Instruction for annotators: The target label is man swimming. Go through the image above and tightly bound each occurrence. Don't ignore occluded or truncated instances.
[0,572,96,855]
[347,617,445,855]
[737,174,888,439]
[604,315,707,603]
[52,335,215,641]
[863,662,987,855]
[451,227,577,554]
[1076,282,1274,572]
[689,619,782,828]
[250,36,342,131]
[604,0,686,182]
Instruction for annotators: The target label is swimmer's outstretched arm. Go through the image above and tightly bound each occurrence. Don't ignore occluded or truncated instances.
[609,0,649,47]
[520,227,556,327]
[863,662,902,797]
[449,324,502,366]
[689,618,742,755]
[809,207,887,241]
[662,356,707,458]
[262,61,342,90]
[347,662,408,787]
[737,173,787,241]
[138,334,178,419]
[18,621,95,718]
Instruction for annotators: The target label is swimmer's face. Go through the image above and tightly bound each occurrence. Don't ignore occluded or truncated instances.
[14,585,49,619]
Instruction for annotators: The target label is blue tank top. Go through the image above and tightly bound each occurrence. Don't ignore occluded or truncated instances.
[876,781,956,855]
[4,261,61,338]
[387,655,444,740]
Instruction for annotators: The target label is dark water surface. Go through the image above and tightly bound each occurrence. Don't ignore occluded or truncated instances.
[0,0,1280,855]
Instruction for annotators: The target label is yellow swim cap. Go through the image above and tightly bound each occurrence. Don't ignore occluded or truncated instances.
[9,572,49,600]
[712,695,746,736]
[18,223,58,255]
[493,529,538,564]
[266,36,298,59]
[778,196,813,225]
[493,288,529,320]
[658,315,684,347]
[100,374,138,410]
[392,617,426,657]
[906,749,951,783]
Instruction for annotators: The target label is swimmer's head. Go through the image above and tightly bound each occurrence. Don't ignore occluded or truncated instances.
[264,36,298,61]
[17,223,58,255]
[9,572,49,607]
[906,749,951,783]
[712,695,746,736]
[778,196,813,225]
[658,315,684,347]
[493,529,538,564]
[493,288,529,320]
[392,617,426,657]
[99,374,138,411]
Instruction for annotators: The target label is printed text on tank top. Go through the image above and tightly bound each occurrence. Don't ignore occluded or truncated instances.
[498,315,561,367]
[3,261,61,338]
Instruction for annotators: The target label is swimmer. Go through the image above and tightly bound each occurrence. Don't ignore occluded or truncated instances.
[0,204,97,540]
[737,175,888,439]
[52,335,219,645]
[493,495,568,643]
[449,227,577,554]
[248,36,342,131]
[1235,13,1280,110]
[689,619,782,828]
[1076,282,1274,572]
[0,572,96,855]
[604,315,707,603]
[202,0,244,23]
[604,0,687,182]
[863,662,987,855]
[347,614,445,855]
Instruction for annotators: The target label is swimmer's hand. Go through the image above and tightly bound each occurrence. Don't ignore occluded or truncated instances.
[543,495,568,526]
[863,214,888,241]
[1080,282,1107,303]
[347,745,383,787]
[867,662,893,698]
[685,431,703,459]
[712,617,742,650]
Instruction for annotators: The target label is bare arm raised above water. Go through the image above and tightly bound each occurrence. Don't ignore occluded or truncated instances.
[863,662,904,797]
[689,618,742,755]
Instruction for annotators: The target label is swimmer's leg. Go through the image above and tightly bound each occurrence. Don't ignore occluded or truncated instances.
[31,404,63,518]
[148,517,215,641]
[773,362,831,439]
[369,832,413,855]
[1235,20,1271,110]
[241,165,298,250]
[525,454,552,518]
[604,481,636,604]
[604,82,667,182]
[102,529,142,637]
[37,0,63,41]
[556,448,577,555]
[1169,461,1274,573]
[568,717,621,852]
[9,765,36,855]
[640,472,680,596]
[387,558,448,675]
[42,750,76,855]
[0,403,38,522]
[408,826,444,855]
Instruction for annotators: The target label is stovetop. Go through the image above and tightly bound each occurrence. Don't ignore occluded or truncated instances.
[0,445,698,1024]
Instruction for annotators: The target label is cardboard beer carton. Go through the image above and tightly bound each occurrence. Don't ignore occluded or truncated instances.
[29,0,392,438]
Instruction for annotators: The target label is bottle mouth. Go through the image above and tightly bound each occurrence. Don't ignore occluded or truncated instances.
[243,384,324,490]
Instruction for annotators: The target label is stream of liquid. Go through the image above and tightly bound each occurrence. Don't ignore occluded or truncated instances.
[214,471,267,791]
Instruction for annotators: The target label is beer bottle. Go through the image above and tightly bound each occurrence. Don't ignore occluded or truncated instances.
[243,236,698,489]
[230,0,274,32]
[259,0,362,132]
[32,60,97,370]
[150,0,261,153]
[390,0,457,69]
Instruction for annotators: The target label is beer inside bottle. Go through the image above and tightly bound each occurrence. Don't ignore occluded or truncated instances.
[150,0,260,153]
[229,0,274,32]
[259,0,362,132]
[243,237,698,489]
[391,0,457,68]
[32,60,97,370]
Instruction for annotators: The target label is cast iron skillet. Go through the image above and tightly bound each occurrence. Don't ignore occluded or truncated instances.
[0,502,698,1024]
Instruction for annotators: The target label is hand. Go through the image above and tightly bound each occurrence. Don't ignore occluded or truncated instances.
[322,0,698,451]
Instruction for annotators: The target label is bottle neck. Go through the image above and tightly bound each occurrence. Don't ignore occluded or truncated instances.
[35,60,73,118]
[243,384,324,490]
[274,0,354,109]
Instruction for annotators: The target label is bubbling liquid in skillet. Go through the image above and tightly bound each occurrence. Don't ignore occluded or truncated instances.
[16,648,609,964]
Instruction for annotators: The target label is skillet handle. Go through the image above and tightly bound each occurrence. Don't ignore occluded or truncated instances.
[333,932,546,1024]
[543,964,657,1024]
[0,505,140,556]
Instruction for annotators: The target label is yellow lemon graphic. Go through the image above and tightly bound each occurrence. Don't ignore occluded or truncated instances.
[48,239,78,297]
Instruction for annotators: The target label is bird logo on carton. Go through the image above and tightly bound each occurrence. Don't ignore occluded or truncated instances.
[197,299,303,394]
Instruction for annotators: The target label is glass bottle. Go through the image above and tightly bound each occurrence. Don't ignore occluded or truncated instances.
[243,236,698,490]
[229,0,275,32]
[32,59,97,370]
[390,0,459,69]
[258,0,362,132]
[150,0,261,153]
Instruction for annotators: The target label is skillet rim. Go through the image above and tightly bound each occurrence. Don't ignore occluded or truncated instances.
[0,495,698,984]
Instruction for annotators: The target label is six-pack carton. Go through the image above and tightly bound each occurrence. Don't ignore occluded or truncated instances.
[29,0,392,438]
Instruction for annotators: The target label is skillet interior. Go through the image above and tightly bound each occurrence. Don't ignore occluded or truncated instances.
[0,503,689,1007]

### What the exercise asks
Set down, unchanged, the part of the entries that opens with the line containing "Instruction for annotators: The target label is yellow lemon" and closes with the line containing "[197,299,303,394]", including both of those lines.

### Result
Instruction for annotators: The target label is yellow lemon graphic. Go through the image above and tightly bound each occurrence. Don't ignore occluded or truncated instances.
[48,239,78,297]
Instruction for annotators: The target label is bird logo on carton. Go through the image above and tightly bound each occurrence. Don't ignore occluded or truncated instances.
[197,299,303,394]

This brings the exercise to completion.